From the line containing "For the evaluation set, tag each instance of the snowy" through the last line of the data, return those lines exactly as written and nothing more.

** Begin Material for the task **

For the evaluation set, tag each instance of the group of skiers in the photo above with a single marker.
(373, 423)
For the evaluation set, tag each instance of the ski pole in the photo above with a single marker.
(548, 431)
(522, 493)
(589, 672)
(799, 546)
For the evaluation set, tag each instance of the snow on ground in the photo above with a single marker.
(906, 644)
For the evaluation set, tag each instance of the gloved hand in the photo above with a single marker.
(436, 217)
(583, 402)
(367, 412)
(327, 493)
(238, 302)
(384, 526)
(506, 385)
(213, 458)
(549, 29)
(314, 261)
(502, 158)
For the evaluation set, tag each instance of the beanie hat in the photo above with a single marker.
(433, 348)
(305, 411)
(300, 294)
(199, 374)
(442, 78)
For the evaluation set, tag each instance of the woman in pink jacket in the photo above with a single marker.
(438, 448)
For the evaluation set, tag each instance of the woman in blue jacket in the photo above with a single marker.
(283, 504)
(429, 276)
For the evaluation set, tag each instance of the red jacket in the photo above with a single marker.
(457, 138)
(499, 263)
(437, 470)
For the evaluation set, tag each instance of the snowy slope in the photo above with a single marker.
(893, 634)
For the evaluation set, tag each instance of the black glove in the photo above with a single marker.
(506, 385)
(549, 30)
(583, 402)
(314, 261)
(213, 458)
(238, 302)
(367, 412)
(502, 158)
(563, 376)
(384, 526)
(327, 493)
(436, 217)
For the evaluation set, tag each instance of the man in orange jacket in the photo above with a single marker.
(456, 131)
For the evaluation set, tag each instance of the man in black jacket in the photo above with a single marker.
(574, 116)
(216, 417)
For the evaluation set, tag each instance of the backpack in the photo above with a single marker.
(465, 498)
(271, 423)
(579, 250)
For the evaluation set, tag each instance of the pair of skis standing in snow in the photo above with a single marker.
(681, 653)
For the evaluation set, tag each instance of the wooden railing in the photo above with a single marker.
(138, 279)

** End Material for the task **

_Result_:
For the evaluation set, tag each instance of the snowy slope in the photo above with a single marker.
(893, 634)
For the evaluation set, tag each instance of the black glove in the photo above with a single marker.
(506, 385)
(549, 30)
(583, 402)
(314, 261)
(213, 458)
(238, 302)
(367, 412)
(502, 158)
(563, 376)
(384, 526)
(327, 493)
(436, 217)
For the evaluation set, tag each instance of the man in orange jacket in the photo above with a single marker.
(456, 131)
For the evaluation set, tag each instance of the man in black jacket in the photo above with a single marker.
(574, 116)
(216, 417)
For the evaluation set, tag each instance of the backpack in the photo above with a single marker.
(465, 498)
(271, 423)
(579, 250)
For the evaluation set, tag each instance of the pair of skis standing in snow in the photo above with a single marker.
(681, 653)
For the evaluation set, tag each instance of the wooden railing in the photo above with a single marker.
(138, 279)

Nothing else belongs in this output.